Текст

# какой марки микрофон вы используете для подзвучки баяна



## spawellness (4 Сен 2013)

Какой микрофон можно использовать для подзвучки правой клавиатуры пятирядного баяна. Марка? Цена? Где можно купить в Москве. Олег Пвлович


----------



## lutchak_vasya (4 Сен 2013)

Лично я пользуюсь:
AKG PW-45 Instrumental Set-ISM - БАЗА
AKG C 516 ML - Микрофон
Покупал на этом сайте: 
http://www.musik-produktiv.de/akg-c-516-ml.html
http://www.musik-produktiv.de/akg-pw-45-instrumental-set-ism.html
Его работой доволен.


----------



## Ghelios (7 Сен 2013)

Тоже пользуюсь акэгэшкой, никаких притензий!


----------



## stepanch (8 Сен 2013)

http://www.tiendamusicasa.es/musicasa/Item/MIC_ONO_AKG_C3000_this.aspx
Озвучивали детский конкурс - просто шикарно


----------



## Valah (8 Сен 2013)

Я долгое время пользовался системой Beyerdynamic (в Москве наверняка продаются в специализированных магазинах). Недавно приобрел микрофонную систему MusicTech MP3 с микрофонами seenheiser (привезли из Италии). Оба микрофона хороши! AKG - тоже отличный вариант!))


----------



## pesok (12 Авг 2016)

Valah писал:


> Я долгое время пользовался системой Beyerdynamic (в Москве наверняка продаются в специализированных магазинах). Недавно приобрел микрофонную систему MusicTech MP3 с микрофонами seenheiser (привезли из Италии). Оба микрофона хороши! AKG - тоже отличный вариант!))


----------



## gera-alex (12 Авг 2016)

Я использую петличку SHURE BLX14E/PG30 K3E.


----------

Извлечённые записи данных
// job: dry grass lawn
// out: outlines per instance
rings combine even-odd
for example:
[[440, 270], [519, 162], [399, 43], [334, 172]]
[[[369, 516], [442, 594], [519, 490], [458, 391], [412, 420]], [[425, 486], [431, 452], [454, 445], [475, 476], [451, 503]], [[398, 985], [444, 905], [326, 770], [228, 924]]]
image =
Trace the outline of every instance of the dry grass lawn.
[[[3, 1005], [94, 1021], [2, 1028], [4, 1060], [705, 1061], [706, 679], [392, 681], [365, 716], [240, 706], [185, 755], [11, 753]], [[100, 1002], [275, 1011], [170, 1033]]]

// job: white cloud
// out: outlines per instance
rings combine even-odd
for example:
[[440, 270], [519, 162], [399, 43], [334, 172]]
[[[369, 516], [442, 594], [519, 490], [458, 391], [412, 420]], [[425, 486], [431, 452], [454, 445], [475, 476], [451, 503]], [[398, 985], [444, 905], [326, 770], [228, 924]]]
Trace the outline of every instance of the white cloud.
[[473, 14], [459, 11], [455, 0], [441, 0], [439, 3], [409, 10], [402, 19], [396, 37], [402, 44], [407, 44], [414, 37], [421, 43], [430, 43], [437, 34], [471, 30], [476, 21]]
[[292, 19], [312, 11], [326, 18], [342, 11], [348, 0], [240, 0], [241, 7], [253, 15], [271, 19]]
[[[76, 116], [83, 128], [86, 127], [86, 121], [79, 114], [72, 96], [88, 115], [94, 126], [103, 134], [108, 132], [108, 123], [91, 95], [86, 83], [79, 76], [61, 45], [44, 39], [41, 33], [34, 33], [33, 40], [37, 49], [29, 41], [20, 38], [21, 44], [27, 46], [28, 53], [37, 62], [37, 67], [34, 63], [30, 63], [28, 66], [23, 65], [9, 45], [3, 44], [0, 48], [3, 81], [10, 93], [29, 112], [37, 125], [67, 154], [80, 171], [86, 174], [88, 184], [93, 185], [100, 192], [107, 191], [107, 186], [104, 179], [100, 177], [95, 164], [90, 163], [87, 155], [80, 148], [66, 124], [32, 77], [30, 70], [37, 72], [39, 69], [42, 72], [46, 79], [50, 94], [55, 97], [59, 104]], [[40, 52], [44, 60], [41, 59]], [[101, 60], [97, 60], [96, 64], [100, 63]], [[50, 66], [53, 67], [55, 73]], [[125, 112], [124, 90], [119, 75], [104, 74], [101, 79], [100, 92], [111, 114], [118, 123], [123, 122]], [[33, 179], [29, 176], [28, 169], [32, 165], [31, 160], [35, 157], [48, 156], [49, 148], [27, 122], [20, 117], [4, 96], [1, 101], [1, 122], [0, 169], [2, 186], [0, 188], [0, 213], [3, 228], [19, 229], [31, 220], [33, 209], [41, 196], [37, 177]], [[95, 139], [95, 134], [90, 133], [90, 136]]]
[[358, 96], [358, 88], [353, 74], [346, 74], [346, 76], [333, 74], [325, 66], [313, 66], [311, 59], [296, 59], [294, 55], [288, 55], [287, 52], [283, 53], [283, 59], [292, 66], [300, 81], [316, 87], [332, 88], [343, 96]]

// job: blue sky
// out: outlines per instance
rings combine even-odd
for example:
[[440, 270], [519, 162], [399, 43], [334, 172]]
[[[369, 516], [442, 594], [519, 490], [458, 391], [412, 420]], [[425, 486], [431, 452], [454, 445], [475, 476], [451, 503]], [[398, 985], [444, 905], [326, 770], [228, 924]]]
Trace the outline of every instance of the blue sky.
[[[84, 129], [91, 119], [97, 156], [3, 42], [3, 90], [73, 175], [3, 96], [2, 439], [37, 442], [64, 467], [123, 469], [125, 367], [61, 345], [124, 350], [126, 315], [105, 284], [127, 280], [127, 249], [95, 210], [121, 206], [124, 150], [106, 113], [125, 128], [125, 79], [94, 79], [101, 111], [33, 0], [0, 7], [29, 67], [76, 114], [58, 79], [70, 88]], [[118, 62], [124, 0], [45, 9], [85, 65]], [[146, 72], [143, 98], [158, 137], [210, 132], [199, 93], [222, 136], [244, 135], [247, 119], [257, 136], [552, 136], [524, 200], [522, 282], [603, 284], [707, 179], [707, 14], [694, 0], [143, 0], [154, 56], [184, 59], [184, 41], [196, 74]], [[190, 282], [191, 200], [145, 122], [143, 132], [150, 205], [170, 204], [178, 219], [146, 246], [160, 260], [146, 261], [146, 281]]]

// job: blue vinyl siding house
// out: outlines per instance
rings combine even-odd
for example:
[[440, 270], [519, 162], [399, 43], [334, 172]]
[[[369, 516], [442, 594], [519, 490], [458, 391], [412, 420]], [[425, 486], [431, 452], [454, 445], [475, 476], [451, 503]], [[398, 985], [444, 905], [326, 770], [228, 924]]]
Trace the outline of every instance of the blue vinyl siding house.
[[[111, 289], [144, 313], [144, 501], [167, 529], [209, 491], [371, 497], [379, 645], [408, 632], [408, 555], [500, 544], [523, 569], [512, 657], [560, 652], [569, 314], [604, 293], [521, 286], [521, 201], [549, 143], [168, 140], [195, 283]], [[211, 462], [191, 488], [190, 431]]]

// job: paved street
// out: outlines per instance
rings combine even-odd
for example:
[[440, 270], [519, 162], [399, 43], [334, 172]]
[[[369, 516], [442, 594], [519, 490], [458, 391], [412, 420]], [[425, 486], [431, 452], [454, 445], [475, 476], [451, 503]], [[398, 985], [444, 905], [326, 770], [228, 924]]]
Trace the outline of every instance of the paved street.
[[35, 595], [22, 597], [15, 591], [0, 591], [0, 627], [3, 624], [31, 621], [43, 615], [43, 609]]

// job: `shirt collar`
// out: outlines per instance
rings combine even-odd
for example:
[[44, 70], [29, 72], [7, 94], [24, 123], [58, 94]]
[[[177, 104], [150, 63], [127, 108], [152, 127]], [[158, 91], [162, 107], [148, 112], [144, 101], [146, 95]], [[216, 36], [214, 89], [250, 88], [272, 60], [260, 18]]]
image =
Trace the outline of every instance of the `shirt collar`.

Задание
Скопируйте из ветки форума о микрофонах для баяна фрагмент от слов «## pesok (12» до слов «gera-alex (12 Авг 2016)» включительно. Записи представляют собой отдельный материал.

Ответ
## pesok (12 Авг 2016)

Valah писал:


> Я долгое время пользовался системой Beyerdynamic (в Москве наверняка продаются в специализированных магазинах). Недавно приобрел микрофонную систему MusicTech MP3 с микрофонами seenheiser (привезли из Италии). Оба микрофона хороши! AKG - тоже отличный вариант!))


----------



## gera-alex (12 Авг 2016)